▶ [Provided passage]:
[Begin]
Steve-O Talks About Stand-Up, Longing For Attention, And The Voices In His Head

MTV’s early 2000s mega-hit Jackass was either something you loved or hated. It was hard to be indifferent. If you were into it, as I was, you eventually came to know its personalities: Johnny Knoxville, the charming ringleader; Bam Margera, the punk rock jester; and Steve-O. Steve-O was the absolute wildcard. If you watch Jackass closely, you’ll see that he shows up in a lot of solo sketches — presumably because the show’s other stars didn’t want to put fish hooks through their cheeks or drink beer through their asses.

The man just always seemed to find a way to take things the the furthest possible level, and when you’re talking about the Jackass crew, that’s really saying something. Between the show, its spinoffs, and the Jackass movies, Steve-O got famous (something he’s open about longing for). But that fame wasn’t without its troubles. He developed the sort of drug problem that makes drug abuse seem the furthest thing from glamorous (all documented in 2009’s Steve-O: Demise and Rise).

After entering rehab and going vegan, Steve-O’s career was ready to change directions too. He started to perform stand-up, taking it seriously and working to develop his craft. A month ago, his first stand-up special, Guilty As Charged, hit Showtime. Last week, it launched on Vimeo. The special acts as a sort of bridge between his old persona and his new path. He smashes cans against his head, squeeze lemons into his eyes, and gets choked out by an MMA fighter all in the first five minutes. But those stunts feel like preamble — Steve-O’s chance to show people right away “I’ve changed, but not too much.” With all of this out of his system, he goes on to perform a carefully crafted storytelling-driven set. Whether you think it’s funny or not, it’s obvious that Steve-O cares about what he’s doing.
[End]
▶ [Data excerpts]:
[Begin]
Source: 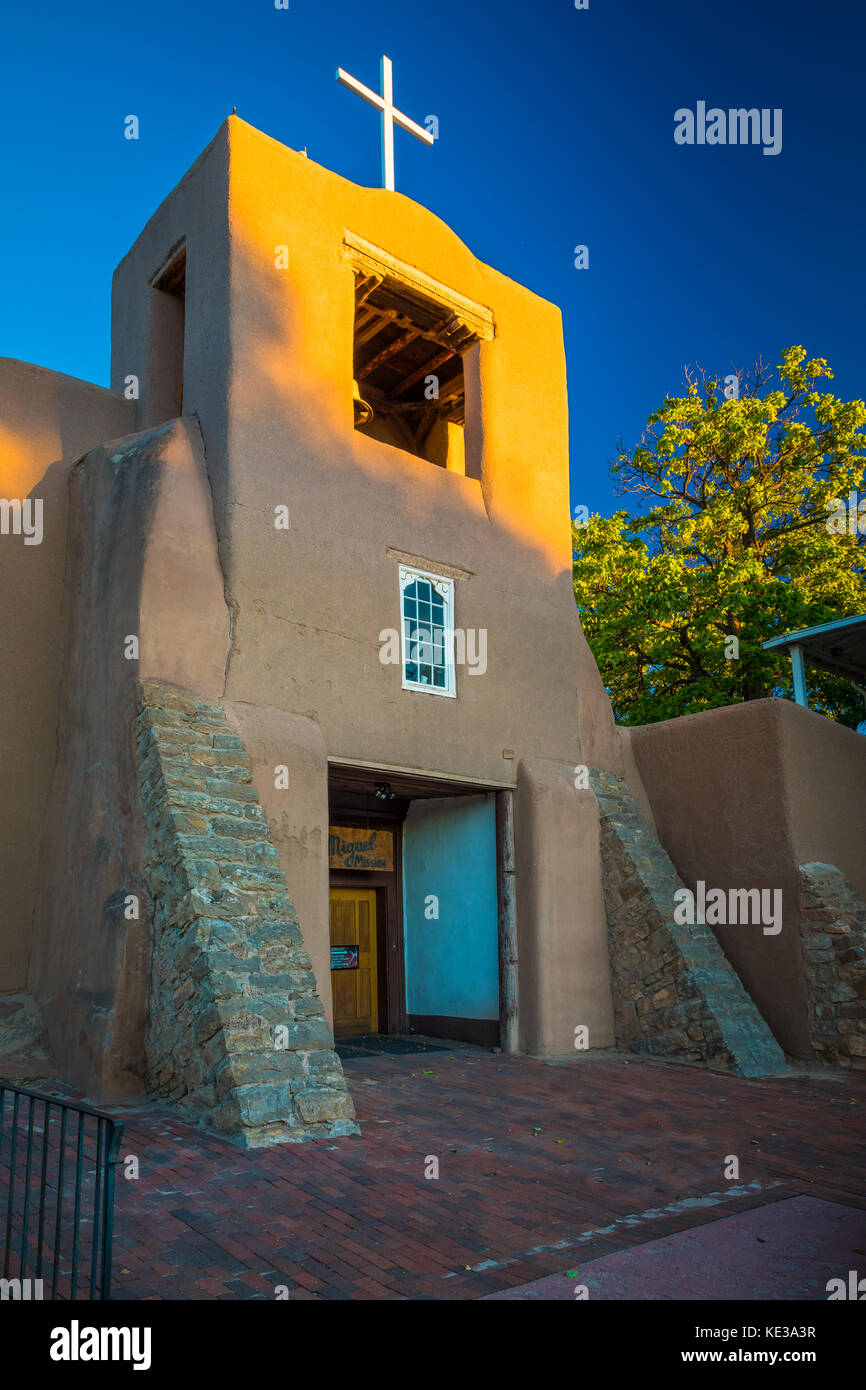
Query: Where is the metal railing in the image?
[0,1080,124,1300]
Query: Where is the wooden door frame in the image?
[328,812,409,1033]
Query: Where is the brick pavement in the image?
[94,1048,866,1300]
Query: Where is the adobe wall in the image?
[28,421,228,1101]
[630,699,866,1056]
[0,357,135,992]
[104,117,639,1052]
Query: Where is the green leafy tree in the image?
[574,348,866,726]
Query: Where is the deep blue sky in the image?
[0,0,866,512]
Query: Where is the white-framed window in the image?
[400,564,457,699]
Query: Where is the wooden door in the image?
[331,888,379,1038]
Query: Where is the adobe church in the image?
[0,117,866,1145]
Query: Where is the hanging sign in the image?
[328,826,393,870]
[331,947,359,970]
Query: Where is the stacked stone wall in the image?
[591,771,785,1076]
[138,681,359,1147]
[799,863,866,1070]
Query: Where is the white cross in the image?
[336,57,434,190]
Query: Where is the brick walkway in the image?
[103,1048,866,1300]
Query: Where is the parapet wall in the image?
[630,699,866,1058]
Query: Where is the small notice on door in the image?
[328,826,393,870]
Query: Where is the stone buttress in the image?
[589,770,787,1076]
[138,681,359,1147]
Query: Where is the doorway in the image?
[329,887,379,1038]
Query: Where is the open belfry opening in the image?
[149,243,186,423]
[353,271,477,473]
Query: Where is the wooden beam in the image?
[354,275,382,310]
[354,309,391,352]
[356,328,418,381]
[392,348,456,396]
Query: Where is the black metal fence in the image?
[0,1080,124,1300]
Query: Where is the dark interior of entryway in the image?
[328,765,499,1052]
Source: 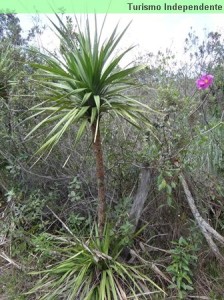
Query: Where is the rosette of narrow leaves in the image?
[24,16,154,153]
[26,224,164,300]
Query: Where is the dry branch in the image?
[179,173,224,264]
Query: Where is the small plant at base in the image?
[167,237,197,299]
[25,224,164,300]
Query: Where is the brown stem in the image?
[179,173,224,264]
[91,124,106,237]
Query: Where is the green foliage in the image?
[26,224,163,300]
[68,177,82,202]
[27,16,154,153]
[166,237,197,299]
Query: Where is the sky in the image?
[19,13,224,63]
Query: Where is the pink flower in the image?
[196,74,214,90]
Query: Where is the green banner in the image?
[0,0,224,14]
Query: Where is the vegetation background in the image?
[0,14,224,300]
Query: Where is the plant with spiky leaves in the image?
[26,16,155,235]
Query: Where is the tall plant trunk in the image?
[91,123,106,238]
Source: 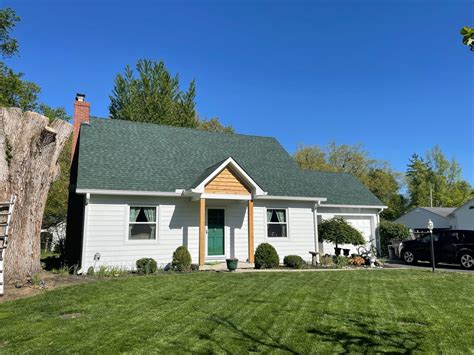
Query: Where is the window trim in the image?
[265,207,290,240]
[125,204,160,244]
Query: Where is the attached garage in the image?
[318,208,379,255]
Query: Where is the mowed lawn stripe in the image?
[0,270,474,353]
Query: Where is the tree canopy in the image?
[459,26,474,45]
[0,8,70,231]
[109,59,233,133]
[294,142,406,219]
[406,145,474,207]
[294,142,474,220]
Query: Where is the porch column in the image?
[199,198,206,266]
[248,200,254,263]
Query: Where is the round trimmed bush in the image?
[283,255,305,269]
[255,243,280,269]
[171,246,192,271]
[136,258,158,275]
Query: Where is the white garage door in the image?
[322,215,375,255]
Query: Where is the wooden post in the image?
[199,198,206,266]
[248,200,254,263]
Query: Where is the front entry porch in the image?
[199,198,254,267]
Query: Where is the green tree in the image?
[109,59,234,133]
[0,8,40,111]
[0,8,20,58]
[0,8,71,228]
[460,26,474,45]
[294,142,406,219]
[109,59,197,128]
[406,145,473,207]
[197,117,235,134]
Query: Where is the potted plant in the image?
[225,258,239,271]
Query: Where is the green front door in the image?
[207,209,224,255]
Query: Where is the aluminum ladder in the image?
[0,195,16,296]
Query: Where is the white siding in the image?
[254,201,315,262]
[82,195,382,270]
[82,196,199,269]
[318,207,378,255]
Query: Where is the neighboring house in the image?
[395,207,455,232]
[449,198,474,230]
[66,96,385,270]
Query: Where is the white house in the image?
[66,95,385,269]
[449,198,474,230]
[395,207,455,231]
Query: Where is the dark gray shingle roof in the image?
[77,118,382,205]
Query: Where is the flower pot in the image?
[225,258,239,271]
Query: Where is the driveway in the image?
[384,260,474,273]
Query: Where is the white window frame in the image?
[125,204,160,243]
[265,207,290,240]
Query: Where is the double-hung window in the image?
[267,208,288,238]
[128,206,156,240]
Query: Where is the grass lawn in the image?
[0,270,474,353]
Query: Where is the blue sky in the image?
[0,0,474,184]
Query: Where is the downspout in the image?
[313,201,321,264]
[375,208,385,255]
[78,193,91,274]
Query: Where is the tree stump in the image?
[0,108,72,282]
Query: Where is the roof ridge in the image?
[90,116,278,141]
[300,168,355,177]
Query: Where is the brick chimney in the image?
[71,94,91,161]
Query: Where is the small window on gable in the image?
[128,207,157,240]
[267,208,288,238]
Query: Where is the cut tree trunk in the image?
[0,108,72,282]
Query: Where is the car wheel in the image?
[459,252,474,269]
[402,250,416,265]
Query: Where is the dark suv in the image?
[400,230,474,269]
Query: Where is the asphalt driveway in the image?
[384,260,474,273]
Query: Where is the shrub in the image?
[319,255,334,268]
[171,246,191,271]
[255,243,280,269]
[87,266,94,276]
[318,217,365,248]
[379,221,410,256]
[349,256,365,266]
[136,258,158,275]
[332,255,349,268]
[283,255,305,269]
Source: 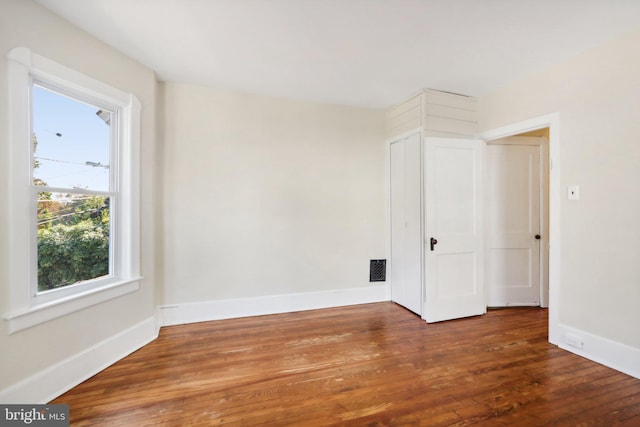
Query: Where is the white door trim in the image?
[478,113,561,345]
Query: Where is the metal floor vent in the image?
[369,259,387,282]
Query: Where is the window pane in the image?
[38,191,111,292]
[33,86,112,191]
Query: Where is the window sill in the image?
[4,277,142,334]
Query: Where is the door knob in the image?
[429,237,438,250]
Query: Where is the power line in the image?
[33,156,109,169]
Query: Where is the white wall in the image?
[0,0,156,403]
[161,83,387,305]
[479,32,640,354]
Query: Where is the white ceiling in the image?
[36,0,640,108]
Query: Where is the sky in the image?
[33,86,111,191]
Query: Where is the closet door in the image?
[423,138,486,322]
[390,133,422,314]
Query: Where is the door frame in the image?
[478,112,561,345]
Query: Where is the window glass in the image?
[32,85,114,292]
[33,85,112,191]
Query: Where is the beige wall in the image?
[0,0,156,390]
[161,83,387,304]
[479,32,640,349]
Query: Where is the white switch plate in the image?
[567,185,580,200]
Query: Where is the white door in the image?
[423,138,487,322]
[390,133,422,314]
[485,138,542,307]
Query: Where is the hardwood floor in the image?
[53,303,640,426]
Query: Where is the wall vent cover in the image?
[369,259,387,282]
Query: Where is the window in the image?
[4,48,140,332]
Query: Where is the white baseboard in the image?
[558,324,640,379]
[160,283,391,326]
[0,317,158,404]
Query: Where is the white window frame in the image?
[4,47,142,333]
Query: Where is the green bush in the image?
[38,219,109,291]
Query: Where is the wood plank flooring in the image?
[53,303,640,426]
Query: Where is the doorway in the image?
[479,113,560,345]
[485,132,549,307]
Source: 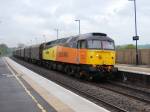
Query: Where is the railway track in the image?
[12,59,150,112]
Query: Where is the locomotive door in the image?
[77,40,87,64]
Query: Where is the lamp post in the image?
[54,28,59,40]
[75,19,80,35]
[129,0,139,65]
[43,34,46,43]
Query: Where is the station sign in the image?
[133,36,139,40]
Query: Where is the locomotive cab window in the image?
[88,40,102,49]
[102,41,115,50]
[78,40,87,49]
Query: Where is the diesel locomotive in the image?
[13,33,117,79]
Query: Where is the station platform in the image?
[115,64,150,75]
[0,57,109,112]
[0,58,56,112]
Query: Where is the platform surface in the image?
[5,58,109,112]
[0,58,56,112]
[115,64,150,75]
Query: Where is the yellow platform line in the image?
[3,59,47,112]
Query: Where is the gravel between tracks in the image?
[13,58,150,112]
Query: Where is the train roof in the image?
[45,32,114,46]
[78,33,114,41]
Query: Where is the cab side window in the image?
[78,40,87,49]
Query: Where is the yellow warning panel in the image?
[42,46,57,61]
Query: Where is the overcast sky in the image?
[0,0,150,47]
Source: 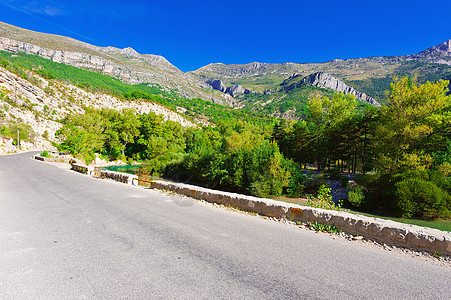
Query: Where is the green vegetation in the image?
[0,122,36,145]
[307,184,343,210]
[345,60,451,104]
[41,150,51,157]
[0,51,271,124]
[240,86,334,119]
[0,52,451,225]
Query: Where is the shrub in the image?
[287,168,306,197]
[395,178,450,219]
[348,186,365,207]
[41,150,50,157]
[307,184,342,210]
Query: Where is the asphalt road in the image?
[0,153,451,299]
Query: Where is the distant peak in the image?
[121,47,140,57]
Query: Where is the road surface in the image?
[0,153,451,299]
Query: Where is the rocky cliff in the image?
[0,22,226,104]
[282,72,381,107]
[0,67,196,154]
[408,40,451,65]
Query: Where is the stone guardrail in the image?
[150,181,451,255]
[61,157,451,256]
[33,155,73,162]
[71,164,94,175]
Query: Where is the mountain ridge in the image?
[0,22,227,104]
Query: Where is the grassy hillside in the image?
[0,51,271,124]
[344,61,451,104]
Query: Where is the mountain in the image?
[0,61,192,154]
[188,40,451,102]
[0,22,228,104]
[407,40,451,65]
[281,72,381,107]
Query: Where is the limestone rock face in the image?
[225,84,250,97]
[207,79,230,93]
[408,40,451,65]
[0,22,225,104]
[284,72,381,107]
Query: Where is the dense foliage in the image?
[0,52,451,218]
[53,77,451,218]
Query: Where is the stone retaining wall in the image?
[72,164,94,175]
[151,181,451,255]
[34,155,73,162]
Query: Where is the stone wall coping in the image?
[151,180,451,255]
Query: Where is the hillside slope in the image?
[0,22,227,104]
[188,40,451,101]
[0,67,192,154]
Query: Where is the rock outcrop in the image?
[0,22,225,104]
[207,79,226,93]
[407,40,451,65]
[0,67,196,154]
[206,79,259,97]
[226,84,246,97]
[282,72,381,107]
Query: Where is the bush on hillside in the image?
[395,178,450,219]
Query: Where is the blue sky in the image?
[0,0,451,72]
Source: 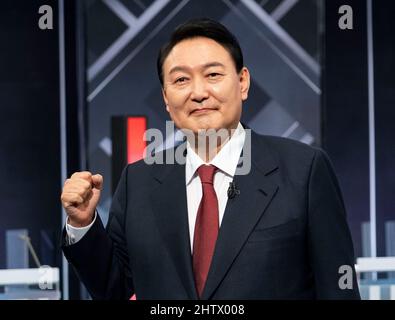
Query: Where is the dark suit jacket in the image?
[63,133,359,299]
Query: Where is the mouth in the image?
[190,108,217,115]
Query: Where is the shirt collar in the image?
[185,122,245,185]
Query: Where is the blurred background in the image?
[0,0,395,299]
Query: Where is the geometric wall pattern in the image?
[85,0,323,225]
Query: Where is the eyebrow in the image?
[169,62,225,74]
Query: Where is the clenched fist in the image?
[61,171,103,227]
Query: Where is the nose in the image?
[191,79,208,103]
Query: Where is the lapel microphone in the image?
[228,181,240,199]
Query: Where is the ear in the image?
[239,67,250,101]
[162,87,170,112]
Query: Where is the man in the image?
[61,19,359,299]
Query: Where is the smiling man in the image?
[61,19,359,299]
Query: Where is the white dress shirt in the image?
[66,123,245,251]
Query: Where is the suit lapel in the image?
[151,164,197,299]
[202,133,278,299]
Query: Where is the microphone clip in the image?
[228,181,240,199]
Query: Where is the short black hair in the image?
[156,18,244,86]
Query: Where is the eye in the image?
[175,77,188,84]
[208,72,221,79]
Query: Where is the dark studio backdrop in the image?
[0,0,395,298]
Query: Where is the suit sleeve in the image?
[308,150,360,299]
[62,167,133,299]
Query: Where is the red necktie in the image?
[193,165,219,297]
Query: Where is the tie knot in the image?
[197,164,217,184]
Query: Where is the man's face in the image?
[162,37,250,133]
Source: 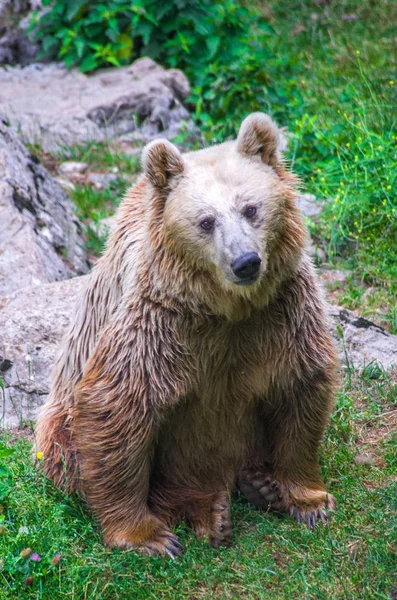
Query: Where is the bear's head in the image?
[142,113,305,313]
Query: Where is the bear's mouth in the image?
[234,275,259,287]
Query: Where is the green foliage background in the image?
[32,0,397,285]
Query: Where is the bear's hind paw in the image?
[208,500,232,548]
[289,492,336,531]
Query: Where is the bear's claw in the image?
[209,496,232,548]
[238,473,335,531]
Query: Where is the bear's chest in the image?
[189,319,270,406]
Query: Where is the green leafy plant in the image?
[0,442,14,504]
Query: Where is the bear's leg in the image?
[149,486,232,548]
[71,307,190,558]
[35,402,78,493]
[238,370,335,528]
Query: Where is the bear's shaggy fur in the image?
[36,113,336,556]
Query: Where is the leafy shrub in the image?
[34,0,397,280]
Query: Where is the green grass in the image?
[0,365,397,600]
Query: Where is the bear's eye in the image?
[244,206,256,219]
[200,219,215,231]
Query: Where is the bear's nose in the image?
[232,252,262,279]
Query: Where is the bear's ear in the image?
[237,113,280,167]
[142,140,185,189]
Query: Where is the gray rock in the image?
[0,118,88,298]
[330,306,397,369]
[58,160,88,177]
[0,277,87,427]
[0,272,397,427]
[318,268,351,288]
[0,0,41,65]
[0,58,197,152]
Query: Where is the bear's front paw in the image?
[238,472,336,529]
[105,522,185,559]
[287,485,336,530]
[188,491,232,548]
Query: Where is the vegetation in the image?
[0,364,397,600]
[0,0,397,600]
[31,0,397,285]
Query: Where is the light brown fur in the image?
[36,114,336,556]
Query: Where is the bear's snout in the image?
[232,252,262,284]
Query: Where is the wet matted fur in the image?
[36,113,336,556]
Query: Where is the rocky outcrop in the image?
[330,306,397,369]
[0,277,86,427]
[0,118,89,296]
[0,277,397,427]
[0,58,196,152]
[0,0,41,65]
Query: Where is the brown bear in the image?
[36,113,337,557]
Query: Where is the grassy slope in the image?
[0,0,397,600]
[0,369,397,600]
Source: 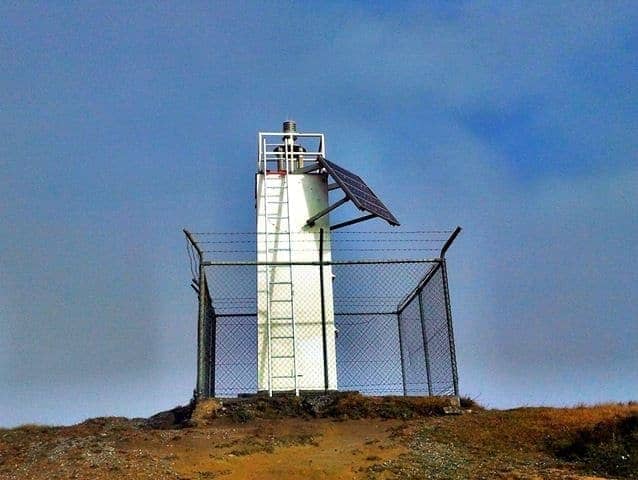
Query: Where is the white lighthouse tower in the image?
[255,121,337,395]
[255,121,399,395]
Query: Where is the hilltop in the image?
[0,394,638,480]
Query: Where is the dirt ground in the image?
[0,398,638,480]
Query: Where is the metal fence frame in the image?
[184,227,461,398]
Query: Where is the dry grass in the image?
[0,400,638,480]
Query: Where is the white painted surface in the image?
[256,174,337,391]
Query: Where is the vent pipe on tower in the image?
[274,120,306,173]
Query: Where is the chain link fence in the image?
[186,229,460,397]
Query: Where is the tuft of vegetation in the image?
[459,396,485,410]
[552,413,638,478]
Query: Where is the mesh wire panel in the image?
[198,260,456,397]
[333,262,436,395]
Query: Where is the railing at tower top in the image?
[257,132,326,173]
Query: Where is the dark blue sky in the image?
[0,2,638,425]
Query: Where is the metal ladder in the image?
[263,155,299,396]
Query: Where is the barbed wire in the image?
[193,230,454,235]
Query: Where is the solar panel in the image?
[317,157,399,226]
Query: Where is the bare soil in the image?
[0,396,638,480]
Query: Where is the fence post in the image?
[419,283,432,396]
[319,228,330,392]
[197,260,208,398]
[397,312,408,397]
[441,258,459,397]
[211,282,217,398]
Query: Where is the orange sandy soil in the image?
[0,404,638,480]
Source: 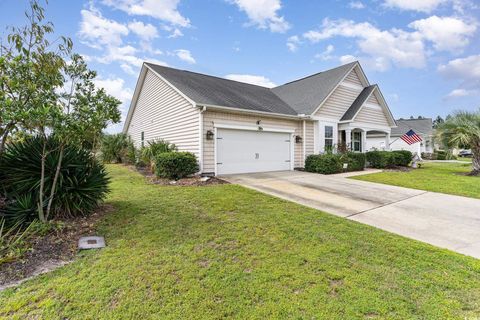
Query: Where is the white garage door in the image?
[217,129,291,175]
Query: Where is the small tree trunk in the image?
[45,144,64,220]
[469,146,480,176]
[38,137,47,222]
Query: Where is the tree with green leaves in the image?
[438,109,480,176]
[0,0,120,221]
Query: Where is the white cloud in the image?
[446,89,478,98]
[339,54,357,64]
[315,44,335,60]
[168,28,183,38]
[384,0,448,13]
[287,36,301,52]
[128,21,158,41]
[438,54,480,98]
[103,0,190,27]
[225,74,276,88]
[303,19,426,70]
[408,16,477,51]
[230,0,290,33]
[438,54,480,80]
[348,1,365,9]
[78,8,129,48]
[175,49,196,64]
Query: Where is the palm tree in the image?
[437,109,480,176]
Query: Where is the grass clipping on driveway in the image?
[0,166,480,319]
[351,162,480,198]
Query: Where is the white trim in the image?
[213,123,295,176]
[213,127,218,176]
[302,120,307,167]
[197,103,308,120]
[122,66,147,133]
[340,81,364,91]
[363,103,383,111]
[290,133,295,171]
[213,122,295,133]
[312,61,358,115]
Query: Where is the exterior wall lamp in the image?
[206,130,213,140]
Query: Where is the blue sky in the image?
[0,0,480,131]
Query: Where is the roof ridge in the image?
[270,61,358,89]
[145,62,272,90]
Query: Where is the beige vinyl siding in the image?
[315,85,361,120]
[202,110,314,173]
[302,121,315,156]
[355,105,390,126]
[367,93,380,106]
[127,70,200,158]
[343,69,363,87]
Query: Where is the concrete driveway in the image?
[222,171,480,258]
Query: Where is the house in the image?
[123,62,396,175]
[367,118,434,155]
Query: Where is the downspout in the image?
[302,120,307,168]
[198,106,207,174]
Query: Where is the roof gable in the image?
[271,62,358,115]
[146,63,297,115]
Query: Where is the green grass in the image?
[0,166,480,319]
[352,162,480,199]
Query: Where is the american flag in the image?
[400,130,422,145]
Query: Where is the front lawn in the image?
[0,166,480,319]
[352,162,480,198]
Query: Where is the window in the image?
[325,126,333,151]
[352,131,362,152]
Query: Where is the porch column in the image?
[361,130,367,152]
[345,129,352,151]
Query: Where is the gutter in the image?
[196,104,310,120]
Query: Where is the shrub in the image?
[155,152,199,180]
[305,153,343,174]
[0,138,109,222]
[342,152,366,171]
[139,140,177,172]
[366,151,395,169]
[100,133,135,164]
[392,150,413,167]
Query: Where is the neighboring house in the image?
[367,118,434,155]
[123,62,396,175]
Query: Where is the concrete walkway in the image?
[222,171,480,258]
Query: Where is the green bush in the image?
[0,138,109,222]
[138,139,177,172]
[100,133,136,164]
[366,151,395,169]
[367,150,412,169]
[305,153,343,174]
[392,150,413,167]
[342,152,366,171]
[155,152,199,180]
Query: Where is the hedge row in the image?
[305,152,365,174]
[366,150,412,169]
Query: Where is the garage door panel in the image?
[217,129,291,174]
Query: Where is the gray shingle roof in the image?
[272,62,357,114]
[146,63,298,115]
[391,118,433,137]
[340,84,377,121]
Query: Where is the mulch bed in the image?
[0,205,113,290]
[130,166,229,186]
[End]
▶ [Written request 1]: Retype the section of the Steve-O article that opens with the words containing "MTV’s early 2000s" and closes with "through their asses.".
▶ [Written request 2]: Pick up the Steve-O article after its final sentence and continue writing it.

▶ [Written reply 1]:
MTV’s early 2000s mega-hit Jackass was either something you loved or hated. It was hard to be indifferent. If you were into it, as I was, you eventually came to know its personalities: Johnny Knoxville, the charming ringleader; Bam Margera, the punk rock jester; and Steve-O. Steve-O was the absolute wildcard. If you watch Jackass closely, you’ll see that he shows up in a lot of solo sketches — presumably because the show’s other stars didn’t want to put fish hooks through their cheeks or drink beer through their asses.

▶ [Written reply 2]:
Then, at the tail end of the special, when you least expect it, he has someone taze him with 50,000 volts.

Last month, I sat down with Steve-O at Cafe Gratitude in Hollywood. The comedian also brought his dad Ted Glover. Glover is a retired business executive who is as buttoned-up as his son is laid back. The two spoke candidly with me about Steve-O’s past (from nutsack-stapling to drug abuse) and his future. The resulting conversation revealed the thoughtful man behind the half-crazed persona — someone who wants to be liked, accepted, and grow… all while never taking himself too seriously.

This transition from Jackass to stand-up seems pretty big. Do you feel like you’ve pivoted, or is this just kind of like a different act of the same show?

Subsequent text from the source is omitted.